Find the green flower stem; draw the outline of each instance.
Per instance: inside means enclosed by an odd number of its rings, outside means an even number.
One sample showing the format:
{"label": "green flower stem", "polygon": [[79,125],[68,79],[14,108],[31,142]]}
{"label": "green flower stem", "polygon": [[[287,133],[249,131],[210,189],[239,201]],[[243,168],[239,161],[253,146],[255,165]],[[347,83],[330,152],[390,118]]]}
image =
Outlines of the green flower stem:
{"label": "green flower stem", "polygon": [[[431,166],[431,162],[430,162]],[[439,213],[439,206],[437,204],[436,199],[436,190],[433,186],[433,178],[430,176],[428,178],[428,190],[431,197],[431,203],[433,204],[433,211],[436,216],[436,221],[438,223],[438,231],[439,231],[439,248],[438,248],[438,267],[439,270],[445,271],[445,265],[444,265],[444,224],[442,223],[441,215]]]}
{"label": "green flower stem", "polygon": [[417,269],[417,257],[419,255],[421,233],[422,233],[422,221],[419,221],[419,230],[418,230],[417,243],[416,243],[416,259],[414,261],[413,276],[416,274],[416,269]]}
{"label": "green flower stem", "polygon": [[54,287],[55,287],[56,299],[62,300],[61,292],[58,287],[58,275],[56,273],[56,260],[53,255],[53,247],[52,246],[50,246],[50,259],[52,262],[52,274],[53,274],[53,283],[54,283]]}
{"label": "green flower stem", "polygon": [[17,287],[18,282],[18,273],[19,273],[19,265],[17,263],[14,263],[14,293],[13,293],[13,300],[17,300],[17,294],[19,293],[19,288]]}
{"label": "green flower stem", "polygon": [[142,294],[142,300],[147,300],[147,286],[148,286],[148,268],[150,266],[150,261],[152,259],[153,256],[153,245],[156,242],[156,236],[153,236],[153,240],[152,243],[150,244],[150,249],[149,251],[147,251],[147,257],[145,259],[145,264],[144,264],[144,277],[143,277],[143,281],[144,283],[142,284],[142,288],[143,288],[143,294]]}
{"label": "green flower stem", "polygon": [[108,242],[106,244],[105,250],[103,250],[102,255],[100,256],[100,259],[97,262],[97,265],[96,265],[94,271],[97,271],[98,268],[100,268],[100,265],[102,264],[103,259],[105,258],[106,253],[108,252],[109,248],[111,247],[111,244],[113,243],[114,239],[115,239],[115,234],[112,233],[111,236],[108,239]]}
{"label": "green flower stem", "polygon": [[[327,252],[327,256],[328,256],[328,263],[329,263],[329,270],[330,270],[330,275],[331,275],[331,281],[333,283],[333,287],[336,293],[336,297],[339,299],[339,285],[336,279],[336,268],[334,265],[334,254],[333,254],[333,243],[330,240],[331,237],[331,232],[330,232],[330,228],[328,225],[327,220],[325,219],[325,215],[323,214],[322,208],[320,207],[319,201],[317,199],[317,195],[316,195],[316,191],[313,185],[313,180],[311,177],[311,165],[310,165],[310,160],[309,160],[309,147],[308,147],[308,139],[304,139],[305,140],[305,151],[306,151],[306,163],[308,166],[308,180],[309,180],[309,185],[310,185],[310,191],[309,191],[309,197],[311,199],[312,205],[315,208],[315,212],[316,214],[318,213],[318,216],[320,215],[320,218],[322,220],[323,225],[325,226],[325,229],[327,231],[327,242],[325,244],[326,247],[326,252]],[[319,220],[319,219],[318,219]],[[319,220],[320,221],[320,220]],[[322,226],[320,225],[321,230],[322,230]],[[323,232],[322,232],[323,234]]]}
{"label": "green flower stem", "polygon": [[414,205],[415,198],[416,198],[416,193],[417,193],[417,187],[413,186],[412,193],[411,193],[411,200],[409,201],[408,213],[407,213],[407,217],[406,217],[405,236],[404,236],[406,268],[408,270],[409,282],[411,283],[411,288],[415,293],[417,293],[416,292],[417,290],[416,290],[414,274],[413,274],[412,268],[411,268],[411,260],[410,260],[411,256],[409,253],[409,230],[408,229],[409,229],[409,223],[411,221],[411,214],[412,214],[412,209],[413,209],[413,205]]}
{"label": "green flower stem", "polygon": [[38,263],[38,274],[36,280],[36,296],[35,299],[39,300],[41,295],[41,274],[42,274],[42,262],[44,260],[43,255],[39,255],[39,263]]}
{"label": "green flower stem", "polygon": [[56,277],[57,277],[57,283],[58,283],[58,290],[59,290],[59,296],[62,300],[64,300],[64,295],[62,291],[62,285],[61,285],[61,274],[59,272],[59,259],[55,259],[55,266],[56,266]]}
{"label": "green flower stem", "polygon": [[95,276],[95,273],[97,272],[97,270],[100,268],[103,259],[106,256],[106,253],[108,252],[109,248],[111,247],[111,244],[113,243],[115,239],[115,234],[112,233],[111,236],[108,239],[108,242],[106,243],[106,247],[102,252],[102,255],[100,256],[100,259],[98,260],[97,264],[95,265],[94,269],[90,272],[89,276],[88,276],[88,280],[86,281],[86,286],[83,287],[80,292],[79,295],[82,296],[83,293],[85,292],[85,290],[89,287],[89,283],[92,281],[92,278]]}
────────
## Directions
Could you count the lines in the entries that hold the word "instance"? Only the number is wanted.

## Output for this exercise
2